:: Exercise goal ::
Restate word for word the section of the entries that opens at the line containing "Target: finger" and closes at the line containing "target: window", both lines kept, pictures dropped.

(Image point grounding data)
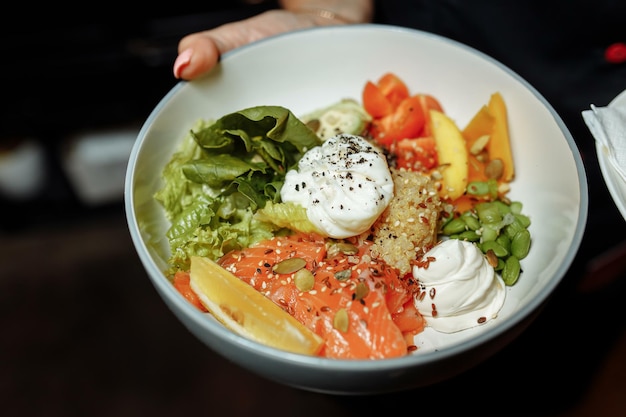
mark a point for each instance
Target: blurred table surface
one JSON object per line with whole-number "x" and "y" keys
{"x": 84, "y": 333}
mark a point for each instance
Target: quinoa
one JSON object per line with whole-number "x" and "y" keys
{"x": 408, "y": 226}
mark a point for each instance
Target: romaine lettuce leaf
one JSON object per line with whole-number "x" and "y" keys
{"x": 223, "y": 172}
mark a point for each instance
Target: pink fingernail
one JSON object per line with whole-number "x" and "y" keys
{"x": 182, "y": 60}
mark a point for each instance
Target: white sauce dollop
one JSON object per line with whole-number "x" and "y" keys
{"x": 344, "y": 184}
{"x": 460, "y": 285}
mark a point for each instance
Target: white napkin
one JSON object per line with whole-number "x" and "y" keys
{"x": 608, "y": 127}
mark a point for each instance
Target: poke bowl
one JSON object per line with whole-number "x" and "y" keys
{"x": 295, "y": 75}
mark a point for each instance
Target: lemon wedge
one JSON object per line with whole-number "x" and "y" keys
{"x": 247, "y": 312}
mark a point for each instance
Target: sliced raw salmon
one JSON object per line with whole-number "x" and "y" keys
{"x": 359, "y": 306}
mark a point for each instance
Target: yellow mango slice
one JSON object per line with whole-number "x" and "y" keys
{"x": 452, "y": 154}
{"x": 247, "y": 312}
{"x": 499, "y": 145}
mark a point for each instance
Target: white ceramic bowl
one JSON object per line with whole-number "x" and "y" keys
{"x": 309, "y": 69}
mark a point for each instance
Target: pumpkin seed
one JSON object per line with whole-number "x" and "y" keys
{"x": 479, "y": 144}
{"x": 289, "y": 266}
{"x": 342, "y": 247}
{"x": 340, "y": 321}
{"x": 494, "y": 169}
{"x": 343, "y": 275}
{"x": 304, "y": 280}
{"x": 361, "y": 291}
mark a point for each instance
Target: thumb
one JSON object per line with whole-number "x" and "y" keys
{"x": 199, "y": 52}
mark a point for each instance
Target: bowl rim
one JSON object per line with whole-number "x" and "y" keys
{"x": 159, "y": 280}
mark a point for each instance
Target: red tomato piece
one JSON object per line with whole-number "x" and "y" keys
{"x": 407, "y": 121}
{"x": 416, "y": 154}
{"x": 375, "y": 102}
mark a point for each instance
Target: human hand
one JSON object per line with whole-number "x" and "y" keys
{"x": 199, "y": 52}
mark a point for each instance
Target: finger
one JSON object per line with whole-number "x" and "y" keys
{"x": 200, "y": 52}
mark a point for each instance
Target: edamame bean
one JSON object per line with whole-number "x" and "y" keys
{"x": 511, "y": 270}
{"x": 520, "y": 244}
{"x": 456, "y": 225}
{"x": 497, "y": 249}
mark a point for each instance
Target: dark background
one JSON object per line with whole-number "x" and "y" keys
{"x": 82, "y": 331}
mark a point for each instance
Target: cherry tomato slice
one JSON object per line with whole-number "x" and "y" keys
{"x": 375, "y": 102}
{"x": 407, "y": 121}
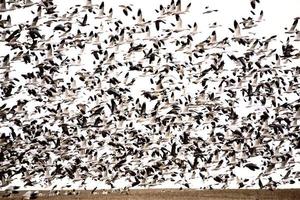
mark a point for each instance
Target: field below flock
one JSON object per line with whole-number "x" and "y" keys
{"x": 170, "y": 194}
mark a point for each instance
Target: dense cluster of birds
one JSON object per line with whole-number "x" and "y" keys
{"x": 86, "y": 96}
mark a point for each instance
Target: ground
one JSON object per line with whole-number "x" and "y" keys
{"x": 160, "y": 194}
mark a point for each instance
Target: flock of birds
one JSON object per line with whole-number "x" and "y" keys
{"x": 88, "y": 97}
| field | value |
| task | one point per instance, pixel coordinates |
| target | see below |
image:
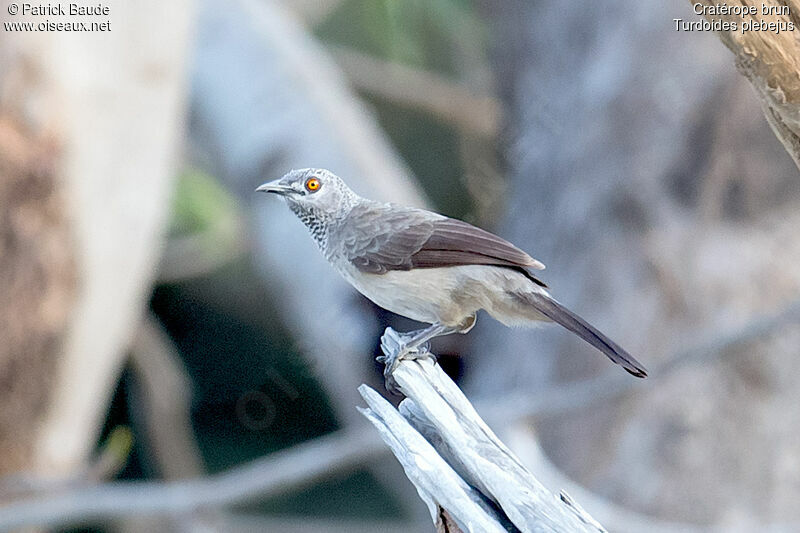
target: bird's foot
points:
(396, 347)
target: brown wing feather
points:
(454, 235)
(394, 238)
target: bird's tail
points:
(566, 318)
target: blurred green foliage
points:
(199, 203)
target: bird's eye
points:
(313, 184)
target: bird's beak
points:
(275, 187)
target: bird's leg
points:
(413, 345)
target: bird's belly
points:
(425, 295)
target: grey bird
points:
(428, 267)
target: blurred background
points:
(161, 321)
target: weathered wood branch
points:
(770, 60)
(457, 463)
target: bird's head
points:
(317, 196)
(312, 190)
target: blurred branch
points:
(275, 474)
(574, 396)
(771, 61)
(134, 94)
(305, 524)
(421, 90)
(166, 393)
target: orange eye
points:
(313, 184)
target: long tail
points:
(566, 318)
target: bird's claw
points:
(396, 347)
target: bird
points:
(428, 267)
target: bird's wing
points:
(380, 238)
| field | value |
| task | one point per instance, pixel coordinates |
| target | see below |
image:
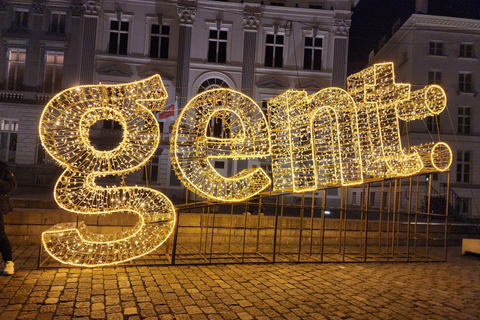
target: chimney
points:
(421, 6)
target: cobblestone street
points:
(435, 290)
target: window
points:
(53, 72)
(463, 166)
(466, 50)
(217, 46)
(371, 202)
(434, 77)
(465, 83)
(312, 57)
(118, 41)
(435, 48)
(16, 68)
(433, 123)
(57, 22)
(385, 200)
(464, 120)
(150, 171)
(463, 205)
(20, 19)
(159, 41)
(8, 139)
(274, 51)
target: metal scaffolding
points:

:: Task solution ::
Target: finger
one JSON object per line with whole-number "x" and "y" keys
{"x": 200, "y": 52}
mark a point for each instance
Target: edamame bean
one JSON object per line with whole-number "x" and "y" keys
{"x": 511, "y": 270}
{"x": 520, "y": 244}
{"x": 456, "y": 225}
{"x": 497, "y": 249}
mark a point for each instance
Target: dark background
one JSON object per line with whole-number "x" and "y" keys
{"x": 82, "y": 331}
mark a point for each instance
Target: cherry tomato slice
one JSON object per line with whole-number "x" and "y" keys
{"x": 375, "y": 102}
{"x": 407, "y": 121}
mark a point for each instance
Target: field below flock
one JSON object per line with whole-number "x" and "y" keys
{"x": 170, "y": 194}
mark a point for each instance
Target: dense cluster of birds
one JSON object per line with whole-number "x" and "y" keys
{"x": 86, "y": 96}
mark a point for each instance
Target: ground
one JSON object per line with whole-number "x" and "y" keys
{"x": 160, "y": 194}
mark a point for each instance
Target: flock of birds
one JSON object per line with whole-number "x" and "y" keys
{"x": 88, "y": 97}
| field | value |
| task | one point per instance, pixel coordinates |
| target | see below |
image:
target: bird's foot
points:
(396, 347)
target: brown wing feather
points:
(454, 235)
(394, 238)
target: bird's tail
points:
(566, 318)
target: blurred green foliage
points:
(199, 203)
target: bird's eye
points:
(313, 184)
target: bird's beak
points:
(275, 187)
target: bird's leg
points:
(413, 345)
target: bird's belly
points:
(425, 295)
target: grey bird
points:
(428, 267)
target: blurred background
points:
(161, 321)
target: weathered wood branch
points:
(770, 60)
(457, 463)
target: bird's head
points:
(317, 196)
(312, 190)
target: blurred branch
points:
(275, 474)
(574, 396)
(771, 61)
(134, 94)
(305, 524)
(421, 90)
(166, 393)
target: orange eye
points:
(313, 184)
target: long tail
points:
(566, 318)
target: bird's claw
points:
(396, 347)
target: bird
points:
(428, 267)
target: bird's wing
points:
(380, 238)
| field | value |
| task | one point per instance, pixel coordinates |
| target | see below |
image:
target: chimney
points:
(421, 6)
target: cobblestone street
points:
(435, 290)
target: window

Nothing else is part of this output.